▶ SET PROBLEM 1: Report every line of the entries below that contains the word "mound". Case counts.

▶ ARTICLE:
** Start **
I'm following the paper "Cordova 2014, Comparative Study of two compact finite difference methods".
It states:
Given a discretization of a line by $x_j = -1 + jh$, where $j = \{ 0, 1, \ldots, N \}$ and $Nh=2$, we have a second order central Finite difference to the first derivative given by:
$$ v'(x_j) - \frac{v_{j+1}-v_{j-1}}{2h} = - \frac{h^2}{6} v'''(x_j) - \frac{h^4}{120} v^{(5)}(x_j) + \cdots $$ ( in fact the paper says $v^{(4)}$ here but I think that the correct is $v^{(5)}$, since adding forward and backwards FD we keep the even terms, and subtracting we keep the odd terms, and as correctly stated in comment the sign should changed in RHS).
That is ok, we get by taking the forward and backwards FD and subtract both.
But then it states:
"A similar Taylor expansion for v′(x) shows the second order difference between v′(xj) and the average value of neighbors as
$$ v'(x_j) - \frac{v'_{j+1}-v'_{j-1}}{2} = \frac{h^2}{2} v'''(x_j) + \frac{h^4}{24} v^{(4)}(x_j) + \cdots $$"
Then it concludes:
"A simple reduction of above shows that the following equality holds to $O(h^4)$.
$$ \frac{1}{3}V'_{j-1} + \frac{4}{3}V'_{j} + \frac{1}{3}V'_{j+1} = \frac{v_{j+1}-v_{j-1}}{h} $$
where discrete values $V$ have reaplaced the evaluations of the exact $v'(x)$."
** End **
▶ SET PROBLEM 2: Reproduce word for word the part of the post on compact finite differences above, from "I'm following the" up to and including "and subtract both.".

▶ INFORMATION SUPPLIED:
** Start **
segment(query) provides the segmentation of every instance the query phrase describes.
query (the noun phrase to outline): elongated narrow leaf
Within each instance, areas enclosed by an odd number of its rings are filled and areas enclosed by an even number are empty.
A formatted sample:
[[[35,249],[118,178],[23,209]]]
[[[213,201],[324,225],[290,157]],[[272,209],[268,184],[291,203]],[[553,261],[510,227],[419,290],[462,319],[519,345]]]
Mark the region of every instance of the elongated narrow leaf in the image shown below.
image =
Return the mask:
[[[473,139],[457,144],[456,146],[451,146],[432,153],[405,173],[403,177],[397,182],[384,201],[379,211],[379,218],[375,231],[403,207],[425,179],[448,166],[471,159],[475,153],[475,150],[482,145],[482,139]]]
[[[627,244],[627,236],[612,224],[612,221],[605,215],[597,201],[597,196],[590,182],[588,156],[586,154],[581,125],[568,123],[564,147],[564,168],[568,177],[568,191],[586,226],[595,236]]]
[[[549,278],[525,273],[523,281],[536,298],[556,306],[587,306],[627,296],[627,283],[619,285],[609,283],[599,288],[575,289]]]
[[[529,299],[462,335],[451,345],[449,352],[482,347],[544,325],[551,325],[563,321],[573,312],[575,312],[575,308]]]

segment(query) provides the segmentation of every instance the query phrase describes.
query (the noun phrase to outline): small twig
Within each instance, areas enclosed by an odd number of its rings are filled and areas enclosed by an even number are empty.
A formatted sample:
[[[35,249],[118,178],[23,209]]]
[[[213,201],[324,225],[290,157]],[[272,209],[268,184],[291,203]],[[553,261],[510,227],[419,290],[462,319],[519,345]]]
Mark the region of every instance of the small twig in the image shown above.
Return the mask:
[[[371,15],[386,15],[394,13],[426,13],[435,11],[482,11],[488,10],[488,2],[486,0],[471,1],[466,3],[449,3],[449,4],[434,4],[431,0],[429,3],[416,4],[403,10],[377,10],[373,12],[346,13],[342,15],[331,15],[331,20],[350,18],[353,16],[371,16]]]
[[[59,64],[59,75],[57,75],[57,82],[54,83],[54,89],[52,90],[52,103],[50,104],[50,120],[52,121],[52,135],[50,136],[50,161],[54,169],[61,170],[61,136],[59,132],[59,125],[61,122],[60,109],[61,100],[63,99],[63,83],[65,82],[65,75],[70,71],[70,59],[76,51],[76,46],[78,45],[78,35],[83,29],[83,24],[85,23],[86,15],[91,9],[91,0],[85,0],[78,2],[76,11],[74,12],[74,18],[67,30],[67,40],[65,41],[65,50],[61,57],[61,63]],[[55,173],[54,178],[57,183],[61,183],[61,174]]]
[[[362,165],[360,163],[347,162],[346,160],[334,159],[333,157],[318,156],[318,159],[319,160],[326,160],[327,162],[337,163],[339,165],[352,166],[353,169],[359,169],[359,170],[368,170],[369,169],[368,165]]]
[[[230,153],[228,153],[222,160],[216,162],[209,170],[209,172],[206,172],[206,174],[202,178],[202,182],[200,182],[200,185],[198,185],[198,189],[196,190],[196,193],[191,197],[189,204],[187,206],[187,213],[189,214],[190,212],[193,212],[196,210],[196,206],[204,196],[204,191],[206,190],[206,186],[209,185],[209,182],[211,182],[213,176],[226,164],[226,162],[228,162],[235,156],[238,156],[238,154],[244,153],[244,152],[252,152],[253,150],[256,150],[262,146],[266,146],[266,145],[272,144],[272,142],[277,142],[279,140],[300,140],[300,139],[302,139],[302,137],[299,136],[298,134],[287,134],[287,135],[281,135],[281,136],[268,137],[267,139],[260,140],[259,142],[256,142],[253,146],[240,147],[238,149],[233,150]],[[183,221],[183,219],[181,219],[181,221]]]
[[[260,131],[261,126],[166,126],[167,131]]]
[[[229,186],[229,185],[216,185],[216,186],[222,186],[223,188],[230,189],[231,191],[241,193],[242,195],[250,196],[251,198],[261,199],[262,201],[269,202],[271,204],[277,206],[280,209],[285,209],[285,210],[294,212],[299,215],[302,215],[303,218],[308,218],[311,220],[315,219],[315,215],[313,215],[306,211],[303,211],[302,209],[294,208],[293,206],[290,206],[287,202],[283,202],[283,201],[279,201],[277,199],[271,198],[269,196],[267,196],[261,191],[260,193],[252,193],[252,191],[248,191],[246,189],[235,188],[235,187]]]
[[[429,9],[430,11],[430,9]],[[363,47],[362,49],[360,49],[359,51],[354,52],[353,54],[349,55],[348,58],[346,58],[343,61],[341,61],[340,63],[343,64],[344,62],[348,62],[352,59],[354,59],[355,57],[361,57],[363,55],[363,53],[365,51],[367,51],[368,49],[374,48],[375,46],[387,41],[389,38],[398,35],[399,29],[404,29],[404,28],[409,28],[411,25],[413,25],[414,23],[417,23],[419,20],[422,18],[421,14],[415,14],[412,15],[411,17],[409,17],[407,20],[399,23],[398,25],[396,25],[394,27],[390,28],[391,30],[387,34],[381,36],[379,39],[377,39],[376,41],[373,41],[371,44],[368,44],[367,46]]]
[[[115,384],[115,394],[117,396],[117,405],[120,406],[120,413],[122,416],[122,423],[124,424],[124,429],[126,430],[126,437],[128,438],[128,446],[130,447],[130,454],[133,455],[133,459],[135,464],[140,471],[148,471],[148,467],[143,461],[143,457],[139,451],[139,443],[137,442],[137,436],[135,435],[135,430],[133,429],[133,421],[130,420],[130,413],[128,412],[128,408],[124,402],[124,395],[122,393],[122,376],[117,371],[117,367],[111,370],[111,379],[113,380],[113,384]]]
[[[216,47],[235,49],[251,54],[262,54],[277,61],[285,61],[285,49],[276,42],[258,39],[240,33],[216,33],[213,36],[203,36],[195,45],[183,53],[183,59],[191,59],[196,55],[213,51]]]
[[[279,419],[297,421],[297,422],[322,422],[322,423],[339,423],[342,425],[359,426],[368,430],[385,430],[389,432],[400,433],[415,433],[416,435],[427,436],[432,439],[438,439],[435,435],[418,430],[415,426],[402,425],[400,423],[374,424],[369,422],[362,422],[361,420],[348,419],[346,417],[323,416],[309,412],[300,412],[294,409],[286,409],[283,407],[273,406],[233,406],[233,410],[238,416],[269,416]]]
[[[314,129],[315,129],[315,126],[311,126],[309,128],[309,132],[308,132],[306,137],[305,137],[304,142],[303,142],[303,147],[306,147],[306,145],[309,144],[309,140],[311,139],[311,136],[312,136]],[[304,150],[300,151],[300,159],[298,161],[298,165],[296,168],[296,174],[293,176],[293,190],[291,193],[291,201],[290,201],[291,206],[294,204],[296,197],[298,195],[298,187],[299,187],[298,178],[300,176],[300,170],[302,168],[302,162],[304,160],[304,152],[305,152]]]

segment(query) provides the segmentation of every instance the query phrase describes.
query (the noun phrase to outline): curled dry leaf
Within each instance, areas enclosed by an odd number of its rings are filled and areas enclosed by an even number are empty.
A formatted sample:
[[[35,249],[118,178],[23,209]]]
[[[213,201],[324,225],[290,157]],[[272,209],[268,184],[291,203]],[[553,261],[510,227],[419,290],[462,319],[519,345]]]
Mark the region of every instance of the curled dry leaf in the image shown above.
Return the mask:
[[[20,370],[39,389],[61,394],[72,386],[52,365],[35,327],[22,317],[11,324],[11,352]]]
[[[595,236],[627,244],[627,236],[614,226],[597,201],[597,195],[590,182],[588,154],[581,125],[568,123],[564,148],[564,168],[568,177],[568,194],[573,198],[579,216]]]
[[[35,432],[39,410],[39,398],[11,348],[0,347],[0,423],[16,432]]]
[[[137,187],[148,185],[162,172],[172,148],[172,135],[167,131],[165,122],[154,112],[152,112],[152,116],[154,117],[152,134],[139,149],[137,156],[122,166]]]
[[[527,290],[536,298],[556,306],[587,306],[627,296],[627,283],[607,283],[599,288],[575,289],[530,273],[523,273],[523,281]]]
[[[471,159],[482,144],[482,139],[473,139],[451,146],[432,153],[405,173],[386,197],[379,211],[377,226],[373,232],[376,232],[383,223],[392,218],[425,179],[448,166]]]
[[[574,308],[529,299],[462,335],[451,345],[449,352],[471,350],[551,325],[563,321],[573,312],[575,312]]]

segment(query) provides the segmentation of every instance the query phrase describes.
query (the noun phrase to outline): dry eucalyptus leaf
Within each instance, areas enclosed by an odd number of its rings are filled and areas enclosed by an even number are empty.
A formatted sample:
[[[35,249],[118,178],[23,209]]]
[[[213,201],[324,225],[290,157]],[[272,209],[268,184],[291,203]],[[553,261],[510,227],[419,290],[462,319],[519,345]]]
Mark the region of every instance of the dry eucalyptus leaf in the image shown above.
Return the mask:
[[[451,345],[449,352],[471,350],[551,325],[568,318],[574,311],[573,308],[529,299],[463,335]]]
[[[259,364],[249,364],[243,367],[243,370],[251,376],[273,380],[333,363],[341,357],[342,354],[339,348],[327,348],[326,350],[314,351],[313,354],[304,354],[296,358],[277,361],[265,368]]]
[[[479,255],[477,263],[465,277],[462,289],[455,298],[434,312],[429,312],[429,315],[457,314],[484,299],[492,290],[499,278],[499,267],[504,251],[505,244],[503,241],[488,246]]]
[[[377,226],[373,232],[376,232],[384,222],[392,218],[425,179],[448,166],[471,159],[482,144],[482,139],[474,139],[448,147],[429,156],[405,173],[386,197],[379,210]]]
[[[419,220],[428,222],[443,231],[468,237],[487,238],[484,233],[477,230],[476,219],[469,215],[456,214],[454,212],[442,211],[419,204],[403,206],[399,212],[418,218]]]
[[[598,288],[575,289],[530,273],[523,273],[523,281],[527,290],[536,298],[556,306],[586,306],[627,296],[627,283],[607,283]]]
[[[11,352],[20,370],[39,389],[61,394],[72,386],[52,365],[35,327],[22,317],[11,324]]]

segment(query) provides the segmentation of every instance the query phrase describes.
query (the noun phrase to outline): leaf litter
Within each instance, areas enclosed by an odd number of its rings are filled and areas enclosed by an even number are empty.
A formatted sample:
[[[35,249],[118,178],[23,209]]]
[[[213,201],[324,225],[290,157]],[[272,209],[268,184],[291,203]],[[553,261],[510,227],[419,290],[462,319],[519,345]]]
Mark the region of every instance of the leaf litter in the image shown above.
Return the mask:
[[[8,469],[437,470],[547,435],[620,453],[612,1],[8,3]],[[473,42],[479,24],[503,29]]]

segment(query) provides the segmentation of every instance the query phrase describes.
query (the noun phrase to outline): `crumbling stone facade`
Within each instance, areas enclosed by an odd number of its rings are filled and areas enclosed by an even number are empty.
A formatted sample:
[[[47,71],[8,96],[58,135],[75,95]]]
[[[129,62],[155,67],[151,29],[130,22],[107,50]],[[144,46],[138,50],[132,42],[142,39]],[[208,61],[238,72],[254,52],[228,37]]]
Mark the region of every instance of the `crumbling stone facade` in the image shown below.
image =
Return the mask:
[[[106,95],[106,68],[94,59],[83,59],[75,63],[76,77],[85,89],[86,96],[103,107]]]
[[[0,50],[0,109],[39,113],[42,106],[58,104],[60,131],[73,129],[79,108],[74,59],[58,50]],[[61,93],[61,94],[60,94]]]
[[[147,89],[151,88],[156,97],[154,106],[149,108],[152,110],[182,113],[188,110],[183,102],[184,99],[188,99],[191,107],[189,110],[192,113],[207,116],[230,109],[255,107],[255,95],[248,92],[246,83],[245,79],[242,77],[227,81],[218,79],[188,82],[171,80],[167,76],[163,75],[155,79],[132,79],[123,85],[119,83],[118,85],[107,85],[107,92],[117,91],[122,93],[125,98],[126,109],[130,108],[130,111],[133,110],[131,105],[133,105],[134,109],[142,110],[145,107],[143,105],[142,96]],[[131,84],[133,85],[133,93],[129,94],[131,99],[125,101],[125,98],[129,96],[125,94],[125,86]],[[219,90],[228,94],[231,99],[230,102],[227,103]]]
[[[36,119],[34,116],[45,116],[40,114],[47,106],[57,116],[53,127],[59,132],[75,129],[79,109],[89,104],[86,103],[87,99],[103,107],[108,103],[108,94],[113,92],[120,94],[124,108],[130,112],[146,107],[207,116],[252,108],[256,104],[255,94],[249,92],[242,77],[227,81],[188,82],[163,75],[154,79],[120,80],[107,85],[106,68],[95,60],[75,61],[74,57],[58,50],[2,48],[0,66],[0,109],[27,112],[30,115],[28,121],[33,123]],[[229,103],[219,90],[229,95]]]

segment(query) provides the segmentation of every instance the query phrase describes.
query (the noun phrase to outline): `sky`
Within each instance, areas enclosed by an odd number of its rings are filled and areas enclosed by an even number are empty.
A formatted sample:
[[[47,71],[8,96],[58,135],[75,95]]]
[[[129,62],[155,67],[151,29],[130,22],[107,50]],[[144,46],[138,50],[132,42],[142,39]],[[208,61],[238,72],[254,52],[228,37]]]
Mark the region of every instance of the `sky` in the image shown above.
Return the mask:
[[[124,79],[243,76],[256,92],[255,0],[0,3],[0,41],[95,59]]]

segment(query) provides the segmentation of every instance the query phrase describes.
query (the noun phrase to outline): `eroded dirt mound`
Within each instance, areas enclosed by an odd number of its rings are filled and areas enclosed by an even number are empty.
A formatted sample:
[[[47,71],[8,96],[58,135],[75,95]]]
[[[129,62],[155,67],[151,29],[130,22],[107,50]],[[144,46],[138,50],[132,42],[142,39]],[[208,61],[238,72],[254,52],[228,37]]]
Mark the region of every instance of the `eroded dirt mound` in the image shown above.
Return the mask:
** End **
▶ COMPLETE RESPONSE 1:
query (the noun phrase to outline): `eroded dirt mound`
Mark the region of every instance of the `eroded dirt mound` in the image shown above.

▶ COMPLETE RESPONSE 2:
I'm following the paper "Cordova 2014, Comparative Study of two compact finite difference methods".
It states:
Given a discretization of a line by $x_j = -1 + jh$, where $j = \{ 0, 1, \ldots, N \}$ and $Nh=2$, we have a second order central Finite difference to the first derivative given by:
$$ v'(x_j) - \frac{v_{j+1}-v_{j-1}}{2h} = - \frac{h^2}{6} v'''(x_j) - \frac{h^4}{120} v^{(5)}(x_j) + \cdots $$ ( in fact the paper says $v^{(4)}$ here but I think that the correct is $v^{(5)}$, since adding forward and backwards FD we keep the even terms, and subtracting we keep the odd terms, and as correctly stated in comment the sign should changed in RHS).
That is ok, we get by taking the forward and backwards FD and subtract both.